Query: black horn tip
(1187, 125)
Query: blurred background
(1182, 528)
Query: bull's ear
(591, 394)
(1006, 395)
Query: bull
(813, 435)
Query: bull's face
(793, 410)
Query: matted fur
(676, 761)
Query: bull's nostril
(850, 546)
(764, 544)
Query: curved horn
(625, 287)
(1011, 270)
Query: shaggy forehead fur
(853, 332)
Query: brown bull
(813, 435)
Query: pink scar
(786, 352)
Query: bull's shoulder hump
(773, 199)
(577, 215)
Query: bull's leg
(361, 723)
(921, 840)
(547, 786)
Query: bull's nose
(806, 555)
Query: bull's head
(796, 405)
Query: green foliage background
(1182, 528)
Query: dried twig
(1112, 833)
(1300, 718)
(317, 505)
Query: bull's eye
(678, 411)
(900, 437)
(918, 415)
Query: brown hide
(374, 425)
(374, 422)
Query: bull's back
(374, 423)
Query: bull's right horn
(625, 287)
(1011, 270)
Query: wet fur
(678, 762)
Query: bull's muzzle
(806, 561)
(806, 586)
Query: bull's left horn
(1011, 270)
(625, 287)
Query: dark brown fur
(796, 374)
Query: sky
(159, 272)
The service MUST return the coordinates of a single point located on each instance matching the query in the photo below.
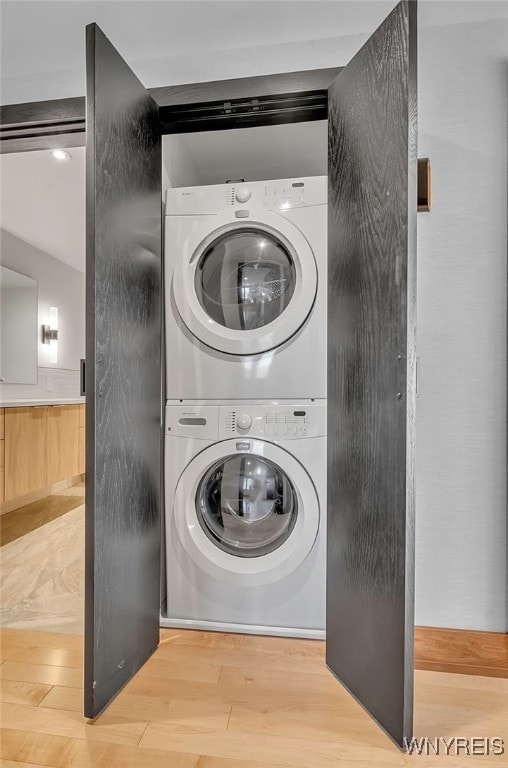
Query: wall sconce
(50, 334)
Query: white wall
(18, 331)
(58, 285)
(461, 577)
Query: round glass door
(245, 279)
(246, 505)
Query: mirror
(18, 328)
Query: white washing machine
(245, 271)
(245, 516)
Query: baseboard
(40, 493)
(464, 651)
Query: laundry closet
(246, 278)
(245, 260)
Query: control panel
(269, 422)
(275, 195)
(284, 422)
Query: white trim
(258, 340)
(246, 571)
(245, 629)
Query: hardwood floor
(208, 700)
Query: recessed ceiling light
(60, 154)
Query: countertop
(23, 403)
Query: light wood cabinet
(62, 442)
(42, 446)
(2, 455)
(25, 450)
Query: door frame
(216, 105)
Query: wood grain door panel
(371, 372)
(123, 374)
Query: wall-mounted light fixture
(50, 334)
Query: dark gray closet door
(123, 374)
(371, 372)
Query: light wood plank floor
(209, 700)
(42, 564)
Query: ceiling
(42, 42)
(42, 201)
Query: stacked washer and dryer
(245, 423)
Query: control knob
(243, 421)
(243, 194)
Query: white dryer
(245, 516)
(245, 271)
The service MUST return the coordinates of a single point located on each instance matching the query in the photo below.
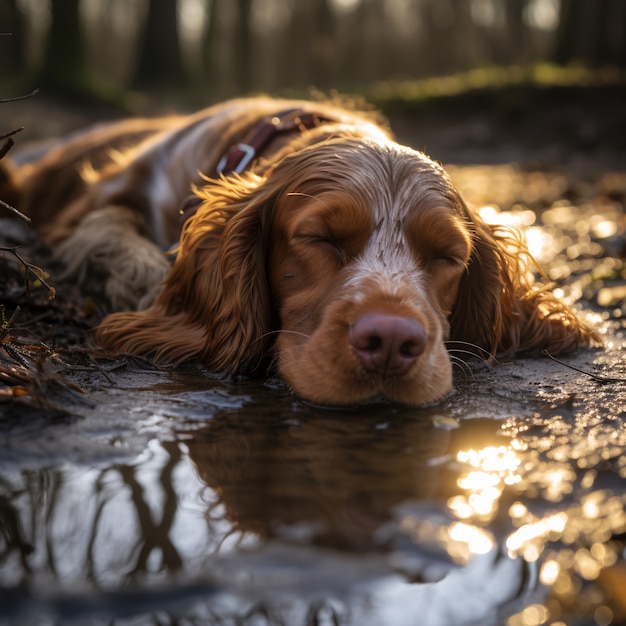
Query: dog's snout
(387, 344)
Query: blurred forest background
(212, 49)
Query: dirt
(555, 430)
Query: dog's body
(349, 259)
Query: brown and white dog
(313, 239)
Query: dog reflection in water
(322, 495)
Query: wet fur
(278, 262)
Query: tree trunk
(64, 65)
(160, 61)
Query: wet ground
(131, 496)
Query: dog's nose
(387, 344)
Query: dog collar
(239, 156)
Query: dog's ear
(500, 309)
(214, 307)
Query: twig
(16, 98)
(14, 210)
(33, 269)
(596, 377)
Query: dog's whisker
(481, 351)
(462, 365)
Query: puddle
(164, 498)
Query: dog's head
(352, 263)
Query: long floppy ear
(214, 307)
(501, 310)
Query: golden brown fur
(336, 242)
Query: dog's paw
(108, 253)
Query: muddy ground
(552, 164)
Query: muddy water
(178, 498)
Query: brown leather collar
(239, 156)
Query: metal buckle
(249, 153)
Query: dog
(293, 235)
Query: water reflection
(255, 508)
(287, 512)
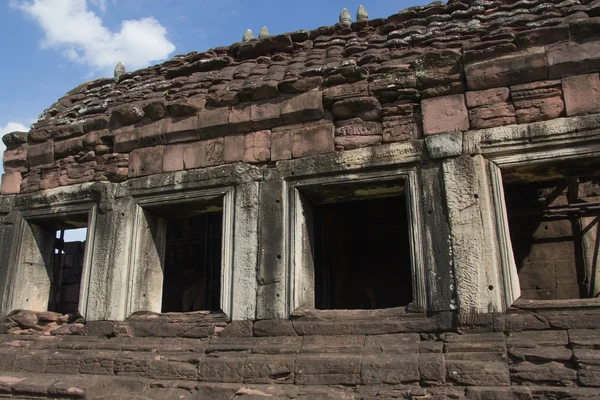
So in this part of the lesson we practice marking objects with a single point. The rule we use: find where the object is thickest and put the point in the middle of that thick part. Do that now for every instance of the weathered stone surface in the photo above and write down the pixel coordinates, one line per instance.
(233, 148)
(312, 139)
(11, 183)
(356, 142)
(478, 373)
(304, 107)
(257, 147)
(146, 161)
(582, 94)
(125, 115)
(527, 66)
(365, 108)
(40, 154)
(445, 114)
(203, 154)
(487, 97)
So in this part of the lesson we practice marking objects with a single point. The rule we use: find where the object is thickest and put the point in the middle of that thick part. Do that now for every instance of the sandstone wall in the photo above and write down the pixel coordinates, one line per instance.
(427, 70)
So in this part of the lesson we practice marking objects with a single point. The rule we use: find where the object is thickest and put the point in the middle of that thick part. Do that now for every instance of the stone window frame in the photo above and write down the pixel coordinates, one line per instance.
(137, 301)
(297, 275)
(565, 139)
(18, 283)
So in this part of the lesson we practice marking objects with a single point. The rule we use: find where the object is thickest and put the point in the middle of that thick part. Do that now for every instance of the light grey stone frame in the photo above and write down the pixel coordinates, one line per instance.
(300, 279)
(147, 253)
(33, 244)
(562, 139)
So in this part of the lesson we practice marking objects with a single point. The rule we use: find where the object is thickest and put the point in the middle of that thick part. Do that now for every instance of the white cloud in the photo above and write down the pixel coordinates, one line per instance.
(8, 128)
(75, 30)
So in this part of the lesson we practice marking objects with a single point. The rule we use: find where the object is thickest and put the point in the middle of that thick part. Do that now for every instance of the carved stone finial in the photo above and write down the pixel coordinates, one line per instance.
(119, 69)
(264, 32)
(345, 17)
(362, 14)
(248, 36)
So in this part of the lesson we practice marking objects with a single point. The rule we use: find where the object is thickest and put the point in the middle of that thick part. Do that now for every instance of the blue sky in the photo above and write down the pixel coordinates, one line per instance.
(51, 46)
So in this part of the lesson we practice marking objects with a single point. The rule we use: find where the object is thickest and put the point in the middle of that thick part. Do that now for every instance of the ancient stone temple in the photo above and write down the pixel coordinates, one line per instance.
(395, 208)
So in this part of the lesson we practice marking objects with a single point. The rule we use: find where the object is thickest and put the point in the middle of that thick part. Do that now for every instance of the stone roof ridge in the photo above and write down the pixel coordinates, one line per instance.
(336, 54)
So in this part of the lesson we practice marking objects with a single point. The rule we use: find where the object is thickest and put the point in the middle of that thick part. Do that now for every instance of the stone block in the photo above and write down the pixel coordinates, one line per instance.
(486, 97)
(556, 373)
(181, 129)
(312, 139)
(570, 58)
(492, 115)
(356, 142)
(582, 94)
(390, 369)
(445, 114)
(146, 161)
(274, 328)
(173, 158)
(478, 373)
(444, 145)
(15, 160)
(265, 114)
(257, 147)
(304, 107)
(328, 369)
(40, 154)
(240, 118)
(341, 92)
(281, 145)
(269, 369)
(11, 183)
(526, 66)
(204, 154)
(365, 108)
(356, 127)
(233, 148)
(221, 369)
(212, 123)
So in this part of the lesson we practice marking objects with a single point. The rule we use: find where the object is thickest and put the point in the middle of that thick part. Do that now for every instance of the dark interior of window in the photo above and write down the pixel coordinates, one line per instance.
(192, 263)
(553, 229)
(362, 254)
(65, 266)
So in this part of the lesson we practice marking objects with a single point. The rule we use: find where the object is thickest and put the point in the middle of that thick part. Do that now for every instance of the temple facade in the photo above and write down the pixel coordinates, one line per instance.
(394, 208)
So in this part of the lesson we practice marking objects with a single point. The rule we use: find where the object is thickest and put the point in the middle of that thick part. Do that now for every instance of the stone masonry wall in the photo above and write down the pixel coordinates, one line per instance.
(426, 70)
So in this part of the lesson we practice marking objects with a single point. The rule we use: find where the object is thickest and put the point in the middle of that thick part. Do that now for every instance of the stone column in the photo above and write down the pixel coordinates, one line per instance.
(109, 279)
(245, 252)
(474, 235)
(272, 271)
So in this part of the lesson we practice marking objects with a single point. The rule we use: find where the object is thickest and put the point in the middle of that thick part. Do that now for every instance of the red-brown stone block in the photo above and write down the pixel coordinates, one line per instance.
(485, 97)
(40, 154)
(312, 139)
(257, 146)
(265, 114)
(203, 154)
(582, 94)
(233, 148)
(445, 114)
(281, 145)
(173, 158)
(211, 122)
(179, 130)
(11, 183)
(16, 160)
(304, 107)
(356, 142)
(146, 161)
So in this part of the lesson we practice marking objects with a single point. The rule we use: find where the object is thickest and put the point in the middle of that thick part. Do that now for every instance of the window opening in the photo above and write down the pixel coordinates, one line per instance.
(192, 263)
(360, 245)
(66, 270)
(554, 233)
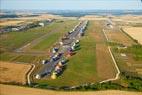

+ + + + +

* TASK STATEMENT: Please pick out each line of the listing above that contains the word "water" and copy those lines.

* WRITTEN SOLUTION:
Query: dog reflection in water
Query: muddy water
Query: water reflection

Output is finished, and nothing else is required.